• [Task 1] Decide whether each statement below agrees with the pretreatment excerpt. Answer yes or no for each, and quote the deciding words from the excerpt. (a) The excerpt describes pretreatment steps for shell and hair. (b) Charred wood survives longer than most other plant remains in archeological deposits. (c) Strong chemical washes can shrink a sample by as much as 40%.
• [Task 2] According to the pretreatment excerpt, what can be used to remove larger rootlets?
• [Task 3] Carry on the pretreatment excerpt from the point where it stops.

• [Text excerpt]
++++++++

The typical pretreatment steps for some of the most-common sample material types—wood, non-wood plant materials, and bone—are described below. Other less-frequently dated materials, like terrestrial and marine shell, hair and other keratin-based animal tissues, and residues coating artifacts (such as from inside pottery vessels) are not discussed here. See Credits & Sources for additional resources that discuss these topics.
Wood and wood charcoal are the most dated archeological materials. Past peoples had many uses for wood, such as fuel for fires and as construction material for dwellings. Charred wood survives longer than most other plant remains in archeological deposits, and the strong cellular structure of wood withstands rigorous pretreatment. A typical first step in pretreating wood samples is to remove visible contaminants like rootlets which grew around or through the sample material. Larger rootlets can be removed with tweezers. Strong chemical washes are also used to remove smaller rootlets but may reduce sample size by up to 40%.

++++++++

• [Provided material]
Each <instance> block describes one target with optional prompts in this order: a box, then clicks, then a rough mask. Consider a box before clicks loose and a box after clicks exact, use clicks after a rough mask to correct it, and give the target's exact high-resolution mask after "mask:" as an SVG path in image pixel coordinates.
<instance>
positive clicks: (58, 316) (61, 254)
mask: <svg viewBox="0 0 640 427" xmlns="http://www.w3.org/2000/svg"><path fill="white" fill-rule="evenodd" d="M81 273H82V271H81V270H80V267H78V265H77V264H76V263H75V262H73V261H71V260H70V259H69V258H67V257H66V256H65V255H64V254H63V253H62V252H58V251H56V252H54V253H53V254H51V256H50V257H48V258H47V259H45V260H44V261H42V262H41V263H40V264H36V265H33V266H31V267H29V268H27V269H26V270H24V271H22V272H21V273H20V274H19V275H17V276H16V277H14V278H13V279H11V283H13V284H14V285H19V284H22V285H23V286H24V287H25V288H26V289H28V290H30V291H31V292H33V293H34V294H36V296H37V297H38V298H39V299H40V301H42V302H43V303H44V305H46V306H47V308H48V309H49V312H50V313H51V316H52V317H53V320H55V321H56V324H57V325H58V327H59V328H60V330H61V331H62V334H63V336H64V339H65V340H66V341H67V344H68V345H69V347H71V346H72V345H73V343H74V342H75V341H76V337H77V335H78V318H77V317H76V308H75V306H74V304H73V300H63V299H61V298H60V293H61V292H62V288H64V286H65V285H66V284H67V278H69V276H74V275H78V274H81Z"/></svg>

++++++++

• [Exercise response 1]
(a) No: "are not discussed here."
(b) Yes: "Charred wood survives longer than most other plant remains in archeological deposits"
(c) Yes: "may reduce sample size by up to 40%"

• [Exercise response 2] Tweezers.

• [Exercise response 3]
Soil humics (humic and fulvic acids) are another common wood contaminant. Soil humics in active soil horizons can be incorporated into buried wood when carbon-rich acids are transported by groundwater through soils. Soil humics extracted from wood charcoal have been dated separately from wood, and age discrepancies between the two fractions have been found on the scale of centuries for Holocene-age wood, and millennia in Pleistocene-age wood. In other words, samples contaminated with humics yield erroneous dates. The abundance of soil humics varies with depositional environment—organic-rich environments result in higher levels of contamination. Humic acids are soluble in base washes, and fulvic acids are soluble in acids and bases. Wood is typically treated with an acid-base-acid sequence to remove humics, with sterile water rinses between each step.
Non-wood plant materials, such as leaves, seeds, and stems, are pretreated in the same manner as wood, with a series of acid and base washes. Non-wood plant materials are often more fragile than wood, and sometimes disintegrate easily during chemical washes, so radiocarbon scientists try to be cautious when processing such samples.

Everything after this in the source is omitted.